▶ **阅读短文**
::::::::::
我父亲名叫廖修财,福建安溪人,中共党员,上世纪50年代初投身于党的劳教事业,为人忠厚老实,生前在永安劳改支队(即现在的永安监狱)任中队副队长,革命老干部,他生前一贯从事公安劳改工作,荣获公安部颁发三等功奖章和司法部授予的银星荣誉奖章。曾被省劳改局评为先进标兵,省厅授予“英雄模范”荣誉称号,在单位被誉为“老黄牛”、“闲不住的人”和先进工作者,在劳改工作中,做出了突出的贡献。
我出生于50年代中期,父母中年得女,是那时的独生子女,父母视我为掌上明珠,大家都叫我“廖千金”。虽然父母只有我一个女儿,但对我要求非常严格,在我的记忆中,从我懂事上学起,每星期都要我向他汇报学习情况,经常检查我的功课。父亲常常教导我在学校要尊重老师,团结同学,努力学习,积极参加学校的各项活动。因此我在学校从小学到中学都是班干部、三好生,这是和父亲的关心帮助分不开的,父亲希望我好好学习,考上大学,成为一名光荣的大学生,做国家有用的人。遗憾的是在那特定的政治年代里,我的大学梦破灭了,没有完成父亲生前的遗愿,这是我一生的遗憾。
父亲工作兢兢业业,勤勤恳恳,在我青少年的记忆中,无论是从龟山劳改农场,还是迁移到文龙中队的大坪农场,每到晚上熄灯睡觉前,父亲都要到工作的地方走一圈,把公家许多忘记关的灯关掉。年幼的我不理解父亲为什么无论刮风下雨他都坚持这样做,非常好奇,问父亲:“爸爸,公家的灯为什么你要去关?”父亲慈爱的抚摸着我的头说:“公家的灯、私人的灯都是钱,要节约!”
::::::::::
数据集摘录

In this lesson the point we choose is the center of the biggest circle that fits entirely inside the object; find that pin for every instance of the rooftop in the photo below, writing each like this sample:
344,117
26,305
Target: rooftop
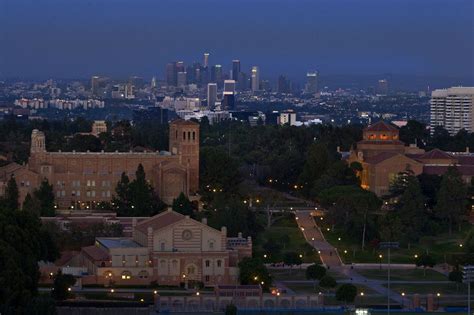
117,242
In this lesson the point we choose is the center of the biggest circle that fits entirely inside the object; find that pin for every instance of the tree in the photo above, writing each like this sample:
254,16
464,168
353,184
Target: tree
346,293
411,209
253,271
456,276
45,196
425,260
183,205
315,272
122,197
327,282
451,198
230,309
31,204
61,285
136,198
11,196
291,259
317,161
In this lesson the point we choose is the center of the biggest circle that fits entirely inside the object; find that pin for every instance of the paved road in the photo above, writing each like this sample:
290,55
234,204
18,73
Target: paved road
315,237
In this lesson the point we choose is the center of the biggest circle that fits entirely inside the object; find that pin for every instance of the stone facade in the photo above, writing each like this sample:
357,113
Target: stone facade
84,179
383,157
169,248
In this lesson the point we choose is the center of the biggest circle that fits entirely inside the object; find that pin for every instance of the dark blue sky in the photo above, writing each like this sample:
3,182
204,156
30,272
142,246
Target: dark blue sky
78,38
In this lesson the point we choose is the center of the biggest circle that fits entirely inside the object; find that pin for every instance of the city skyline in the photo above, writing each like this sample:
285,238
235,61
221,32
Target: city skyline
314,35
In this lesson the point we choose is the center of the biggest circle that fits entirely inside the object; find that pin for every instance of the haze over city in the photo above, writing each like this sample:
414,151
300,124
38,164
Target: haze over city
75,39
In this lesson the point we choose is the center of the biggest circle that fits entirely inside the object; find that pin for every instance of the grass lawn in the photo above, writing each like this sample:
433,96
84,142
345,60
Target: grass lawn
444,289
402,274
300,274
310,288
297,243
441,247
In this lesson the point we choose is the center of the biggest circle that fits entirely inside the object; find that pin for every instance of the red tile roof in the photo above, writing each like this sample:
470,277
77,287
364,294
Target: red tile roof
160,221
466,170
96,253
184,122
381,126
376,159
436,154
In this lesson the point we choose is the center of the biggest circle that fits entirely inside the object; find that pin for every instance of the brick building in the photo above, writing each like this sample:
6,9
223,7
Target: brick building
169,248
84,179
383,157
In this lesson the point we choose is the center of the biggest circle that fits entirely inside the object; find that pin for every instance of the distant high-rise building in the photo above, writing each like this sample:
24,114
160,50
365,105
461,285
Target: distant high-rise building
288,117
382,87
255,79
284,85
228,98
229,86
312,79
182,79
235,70
211,95
453,109
138,82
216,75
206,60
171,74
243,82
95,81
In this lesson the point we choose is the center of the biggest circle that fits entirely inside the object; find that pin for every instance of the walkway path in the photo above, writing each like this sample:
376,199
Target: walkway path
331,259
315,237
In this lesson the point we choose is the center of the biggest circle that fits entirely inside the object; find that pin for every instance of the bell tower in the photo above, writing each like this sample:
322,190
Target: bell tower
184,141
38,142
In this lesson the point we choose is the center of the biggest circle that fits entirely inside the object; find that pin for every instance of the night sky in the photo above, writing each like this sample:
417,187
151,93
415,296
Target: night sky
78,38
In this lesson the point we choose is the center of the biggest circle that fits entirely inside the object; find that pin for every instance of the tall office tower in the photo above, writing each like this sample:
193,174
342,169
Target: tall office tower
171,74
312,79
95,80
216,75
211,95
182,79
190,75
229,86
206,60
283,85
255,78
453,109
235,70
138,82
243,82
382,87
228,99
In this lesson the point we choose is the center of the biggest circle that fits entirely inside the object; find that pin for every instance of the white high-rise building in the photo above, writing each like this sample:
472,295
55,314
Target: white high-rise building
311,86
255,79
453,108
211,95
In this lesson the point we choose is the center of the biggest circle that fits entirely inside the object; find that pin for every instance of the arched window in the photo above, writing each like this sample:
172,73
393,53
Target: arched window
143,274
126,275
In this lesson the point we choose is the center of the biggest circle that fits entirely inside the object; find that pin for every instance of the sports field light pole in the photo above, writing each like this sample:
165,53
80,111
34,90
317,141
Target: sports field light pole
388,246
467,272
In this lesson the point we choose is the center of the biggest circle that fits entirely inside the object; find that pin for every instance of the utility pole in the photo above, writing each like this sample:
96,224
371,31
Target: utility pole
389,246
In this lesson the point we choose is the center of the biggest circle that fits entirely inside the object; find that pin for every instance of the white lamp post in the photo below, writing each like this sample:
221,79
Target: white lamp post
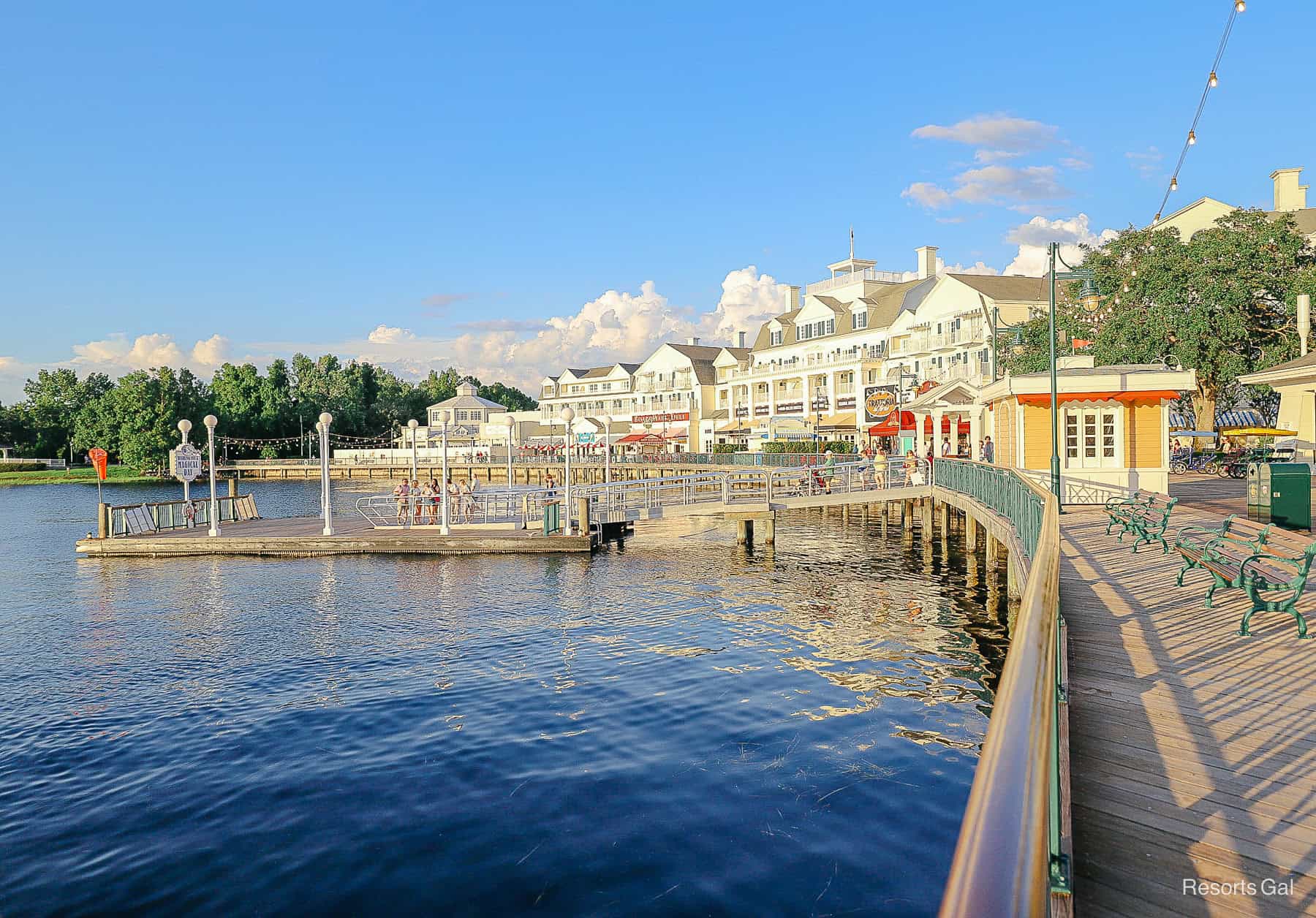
::::::::::
▶ **练习任务**
A. 把回忆父亲的短文中从“我出生于50年代中期,父母中”到“前的遗愿,这是我一生的遗憾。”的部分一字不差地重写一遍。
B. 在回忆父亲的短文里,父亲生前在永安劳改支队担任什么职务?
以上各行数据取自另一个来源。

▶ **参考答案**
A.
我出生于50年代中期,父母中年得女,是那时的独生子女,父母视我为掌上明珠,大家都叫我“廖千金”。虽然父母只有我一个女儿,但对我要求非常严格,在我的记忆中,从我懂事上学起,每星期都要我向他汇报学习情况,经常检查我的功课。父亲常常教导我在学校要尊重老师,团结同学,努力学习,积极参加学校的各项活动。因此我在学校从小学到中学都是班干部、三好生,这是和父亲的关心帮助分不开的,父亲希望我好好学习,考上大学,成为一名光荣的大学生,做国家有用的人。遗憾的是在那特定的政治年代里,我的大学梦破灭了,没有完成父亲生前的遗愿,这是我一生的遗憾。

B. 中队副队长。